*Work task*
Below are lines of data, and only some are wanted. Please repeat exactly those from the line that has "spot the tree line" through the line that has "spot the reflection of building in water".

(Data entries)
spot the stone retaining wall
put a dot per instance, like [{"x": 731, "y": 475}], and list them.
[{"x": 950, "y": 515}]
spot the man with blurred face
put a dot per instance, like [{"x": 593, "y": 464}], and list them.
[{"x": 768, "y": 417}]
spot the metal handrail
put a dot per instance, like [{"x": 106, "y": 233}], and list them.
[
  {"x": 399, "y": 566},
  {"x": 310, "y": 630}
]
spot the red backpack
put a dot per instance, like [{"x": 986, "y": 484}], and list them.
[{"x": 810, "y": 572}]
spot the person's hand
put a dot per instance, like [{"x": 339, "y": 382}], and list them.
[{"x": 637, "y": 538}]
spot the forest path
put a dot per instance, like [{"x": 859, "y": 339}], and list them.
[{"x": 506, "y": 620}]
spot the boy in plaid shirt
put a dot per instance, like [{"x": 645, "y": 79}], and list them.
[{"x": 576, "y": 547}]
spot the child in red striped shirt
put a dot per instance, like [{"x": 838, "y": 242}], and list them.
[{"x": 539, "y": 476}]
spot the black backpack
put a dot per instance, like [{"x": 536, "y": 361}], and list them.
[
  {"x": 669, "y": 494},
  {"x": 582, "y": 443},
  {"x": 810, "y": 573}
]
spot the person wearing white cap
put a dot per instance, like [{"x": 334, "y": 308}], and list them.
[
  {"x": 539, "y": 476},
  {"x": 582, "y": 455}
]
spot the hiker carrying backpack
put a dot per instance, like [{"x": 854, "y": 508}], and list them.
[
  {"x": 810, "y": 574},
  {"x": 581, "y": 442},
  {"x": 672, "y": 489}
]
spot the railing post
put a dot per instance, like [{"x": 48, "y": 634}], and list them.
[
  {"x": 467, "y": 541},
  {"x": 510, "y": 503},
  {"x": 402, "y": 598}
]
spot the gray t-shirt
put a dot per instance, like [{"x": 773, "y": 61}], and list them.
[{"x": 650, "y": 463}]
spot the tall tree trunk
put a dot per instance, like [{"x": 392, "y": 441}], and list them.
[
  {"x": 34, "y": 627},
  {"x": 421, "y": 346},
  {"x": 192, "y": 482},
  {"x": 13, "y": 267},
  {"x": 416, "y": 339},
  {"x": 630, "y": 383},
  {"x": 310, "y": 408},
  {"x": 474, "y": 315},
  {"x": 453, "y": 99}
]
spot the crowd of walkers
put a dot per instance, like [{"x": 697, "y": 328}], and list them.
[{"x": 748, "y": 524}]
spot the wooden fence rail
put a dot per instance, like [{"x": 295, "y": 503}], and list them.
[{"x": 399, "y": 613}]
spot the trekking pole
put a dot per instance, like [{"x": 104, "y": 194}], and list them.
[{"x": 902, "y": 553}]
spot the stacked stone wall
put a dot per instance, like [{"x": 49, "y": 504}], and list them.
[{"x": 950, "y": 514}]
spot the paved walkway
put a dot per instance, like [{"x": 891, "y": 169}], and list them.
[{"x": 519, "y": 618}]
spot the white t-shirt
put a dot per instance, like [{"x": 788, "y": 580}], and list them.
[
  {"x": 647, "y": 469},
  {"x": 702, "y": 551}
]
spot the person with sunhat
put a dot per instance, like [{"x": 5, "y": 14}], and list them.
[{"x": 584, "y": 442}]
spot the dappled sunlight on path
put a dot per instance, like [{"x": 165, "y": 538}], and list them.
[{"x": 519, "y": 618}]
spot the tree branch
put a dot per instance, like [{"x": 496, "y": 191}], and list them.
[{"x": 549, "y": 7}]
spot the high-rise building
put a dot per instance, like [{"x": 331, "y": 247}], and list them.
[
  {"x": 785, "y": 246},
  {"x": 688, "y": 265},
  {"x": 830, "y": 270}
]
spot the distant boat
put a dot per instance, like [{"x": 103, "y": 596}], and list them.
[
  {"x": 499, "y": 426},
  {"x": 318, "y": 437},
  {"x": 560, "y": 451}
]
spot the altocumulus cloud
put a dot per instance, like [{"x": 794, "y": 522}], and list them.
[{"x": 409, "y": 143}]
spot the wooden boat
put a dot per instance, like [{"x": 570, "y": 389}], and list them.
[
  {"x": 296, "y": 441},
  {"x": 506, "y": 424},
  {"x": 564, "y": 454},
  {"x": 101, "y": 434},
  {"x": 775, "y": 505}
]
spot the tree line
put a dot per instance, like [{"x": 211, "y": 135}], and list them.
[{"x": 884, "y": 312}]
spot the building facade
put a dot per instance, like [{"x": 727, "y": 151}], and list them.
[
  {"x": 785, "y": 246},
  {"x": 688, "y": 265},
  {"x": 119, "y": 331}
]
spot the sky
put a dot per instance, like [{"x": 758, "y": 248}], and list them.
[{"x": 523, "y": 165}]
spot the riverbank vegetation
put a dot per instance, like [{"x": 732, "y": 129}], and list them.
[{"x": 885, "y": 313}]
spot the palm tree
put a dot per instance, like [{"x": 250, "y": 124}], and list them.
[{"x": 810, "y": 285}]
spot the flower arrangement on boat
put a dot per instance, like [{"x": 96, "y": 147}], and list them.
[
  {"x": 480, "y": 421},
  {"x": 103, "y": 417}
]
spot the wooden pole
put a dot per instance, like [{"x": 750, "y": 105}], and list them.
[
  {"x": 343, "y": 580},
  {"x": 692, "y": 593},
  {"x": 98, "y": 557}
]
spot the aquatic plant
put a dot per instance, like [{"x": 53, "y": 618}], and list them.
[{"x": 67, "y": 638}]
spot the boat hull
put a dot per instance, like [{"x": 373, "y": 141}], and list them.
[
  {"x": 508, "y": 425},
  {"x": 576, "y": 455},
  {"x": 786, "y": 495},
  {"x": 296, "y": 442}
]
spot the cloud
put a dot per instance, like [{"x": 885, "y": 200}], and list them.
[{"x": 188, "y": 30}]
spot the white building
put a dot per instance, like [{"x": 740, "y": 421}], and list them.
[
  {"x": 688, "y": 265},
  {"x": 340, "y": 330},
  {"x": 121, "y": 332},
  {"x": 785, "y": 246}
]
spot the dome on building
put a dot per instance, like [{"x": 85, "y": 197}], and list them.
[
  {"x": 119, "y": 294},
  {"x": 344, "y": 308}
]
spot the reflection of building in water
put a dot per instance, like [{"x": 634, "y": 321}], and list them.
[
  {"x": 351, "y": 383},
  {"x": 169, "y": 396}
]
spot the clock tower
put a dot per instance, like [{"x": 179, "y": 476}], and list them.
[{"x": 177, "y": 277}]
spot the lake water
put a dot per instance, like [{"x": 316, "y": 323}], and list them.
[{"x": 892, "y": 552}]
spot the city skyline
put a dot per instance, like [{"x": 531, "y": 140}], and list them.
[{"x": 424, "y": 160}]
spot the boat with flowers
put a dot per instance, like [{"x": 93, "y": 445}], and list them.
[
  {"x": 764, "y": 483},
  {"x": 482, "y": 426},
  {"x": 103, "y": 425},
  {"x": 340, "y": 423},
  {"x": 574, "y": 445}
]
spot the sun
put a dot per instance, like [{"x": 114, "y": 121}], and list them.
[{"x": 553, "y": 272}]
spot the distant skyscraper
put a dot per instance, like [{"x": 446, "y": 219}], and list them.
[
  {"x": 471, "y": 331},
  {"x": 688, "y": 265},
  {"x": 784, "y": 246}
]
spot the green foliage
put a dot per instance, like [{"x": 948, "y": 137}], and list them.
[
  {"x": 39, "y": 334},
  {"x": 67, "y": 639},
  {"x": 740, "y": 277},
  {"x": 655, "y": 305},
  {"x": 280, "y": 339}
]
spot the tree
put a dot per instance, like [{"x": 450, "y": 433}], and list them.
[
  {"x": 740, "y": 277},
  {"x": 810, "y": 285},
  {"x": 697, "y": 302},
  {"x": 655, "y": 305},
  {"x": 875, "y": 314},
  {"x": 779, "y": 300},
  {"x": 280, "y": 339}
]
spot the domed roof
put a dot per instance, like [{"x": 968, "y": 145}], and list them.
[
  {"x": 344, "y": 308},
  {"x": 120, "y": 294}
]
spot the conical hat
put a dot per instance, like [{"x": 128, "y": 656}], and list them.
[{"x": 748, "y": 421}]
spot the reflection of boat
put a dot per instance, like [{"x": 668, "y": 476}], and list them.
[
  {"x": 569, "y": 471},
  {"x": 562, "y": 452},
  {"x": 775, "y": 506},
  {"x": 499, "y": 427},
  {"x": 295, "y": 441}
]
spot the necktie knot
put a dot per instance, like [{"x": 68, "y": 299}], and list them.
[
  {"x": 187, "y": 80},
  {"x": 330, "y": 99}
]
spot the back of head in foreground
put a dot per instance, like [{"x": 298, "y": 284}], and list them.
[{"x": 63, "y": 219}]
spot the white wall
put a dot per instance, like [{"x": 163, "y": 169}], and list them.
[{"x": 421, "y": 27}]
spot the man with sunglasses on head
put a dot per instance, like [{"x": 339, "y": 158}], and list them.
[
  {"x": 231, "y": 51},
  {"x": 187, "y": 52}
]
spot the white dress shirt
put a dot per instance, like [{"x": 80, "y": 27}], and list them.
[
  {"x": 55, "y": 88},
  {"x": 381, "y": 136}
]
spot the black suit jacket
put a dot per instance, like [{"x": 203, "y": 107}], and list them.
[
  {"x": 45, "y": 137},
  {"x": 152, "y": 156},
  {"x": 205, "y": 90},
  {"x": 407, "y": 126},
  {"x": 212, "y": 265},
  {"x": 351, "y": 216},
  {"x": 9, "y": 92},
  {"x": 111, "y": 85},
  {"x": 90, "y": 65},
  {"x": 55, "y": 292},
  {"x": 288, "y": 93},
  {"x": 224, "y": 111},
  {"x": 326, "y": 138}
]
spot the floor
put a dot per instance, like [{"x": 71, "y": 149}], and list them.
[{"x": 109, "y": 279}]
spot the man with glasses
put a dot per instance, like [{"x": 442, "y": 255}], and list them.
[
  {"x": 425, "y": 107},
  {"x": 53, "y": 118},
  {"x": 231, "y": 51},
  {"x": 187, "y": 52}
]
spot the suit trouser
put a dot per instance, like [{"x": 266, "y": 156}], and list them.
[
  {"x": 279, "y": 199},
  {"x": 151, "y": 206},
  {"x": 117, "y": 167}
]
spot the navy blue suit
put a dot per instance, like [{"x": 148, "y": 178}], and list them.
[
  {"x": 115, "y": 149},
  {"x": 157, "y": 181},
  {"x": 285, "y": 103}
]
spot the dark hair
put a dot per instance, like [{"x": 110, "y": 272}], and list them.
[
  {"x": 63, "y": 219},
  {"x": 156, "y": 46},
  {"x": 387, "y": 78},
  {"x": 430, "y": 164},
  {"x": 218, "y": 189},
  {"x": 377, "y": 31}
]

*Your solution*
spot the tree line
put a dot per instance, like [{"x": 211, "y": 135}], and list them.
[{"x": 884, "y": 312}]
spot the building facade
put a dot per instance, like [{"x": 727, "y": 151}], and list them.
[
  {"x": 785, "y": 246},
  {"x": 688, "y": 265},
  {"x": 119, "y": 331}
]
spot the sky
put a dot per instance, like [{"x": 758, "y": 248}], and list them.
[{"x": 523, "y": 165}]
spot the riverbank vegetation
put a dot per instance, like [{"x": 732, "y": 129}], and list them.
[{"x": 885, "y": 313}]
spot the palm tree
put a dot per instance, like [{"x": 250, "y": 124}], and list them.
[{"x": 810, "y": 285}]
spot the flower arrangement on boat
put a dot per instance, like [{"x": 96, "y": 147}], and list them.
[
  {"x": 480, "y": 421},
  {"x": 103, "y": 417}
]
spot the wooden pole
put a dot per instance, like [{"x": 750, "y": 105}], and list them.
[
  {"x": 343, "y": 580},
  {"x": 692, "y": 593},
  {"x": 98, "y": 557}
]
spot the aquatic plant
put a dot per instance, like [{"x": 53, "y": 618}], and list them.
[{"x": 67, "y": 638}]
spot the boat hull
put a dot per instance, like [{"x": 373, "y": 141}], and list them.
[
  {"x": 508, "y": 425},
  {"x": 576, "y": 455},
  {"x": 786, "y": 495},
  {"x": 296, "y": 442}
]
spot the cloud
put a dot per instance, like [{"x": 885, "y": 200}], and list them.
[{"x": 188, "y": 30}]
spot the white building
put a dot per instance, like [{"x": 740, "y": 421}], and list them.
[
  {"x": 688, "y": 265},
  {"x": 340, "y": 330},
  {"x": 121, "y": 332},
  {"x": 785, "y": 246}
]
spot the dome on building
put a dot per instance, like [{"x": 85, "y": 197}], and list them.
[
  {"x": 119, "y": 294},
  {"x": 344, "y": 308}
]
spot the reflection of building in water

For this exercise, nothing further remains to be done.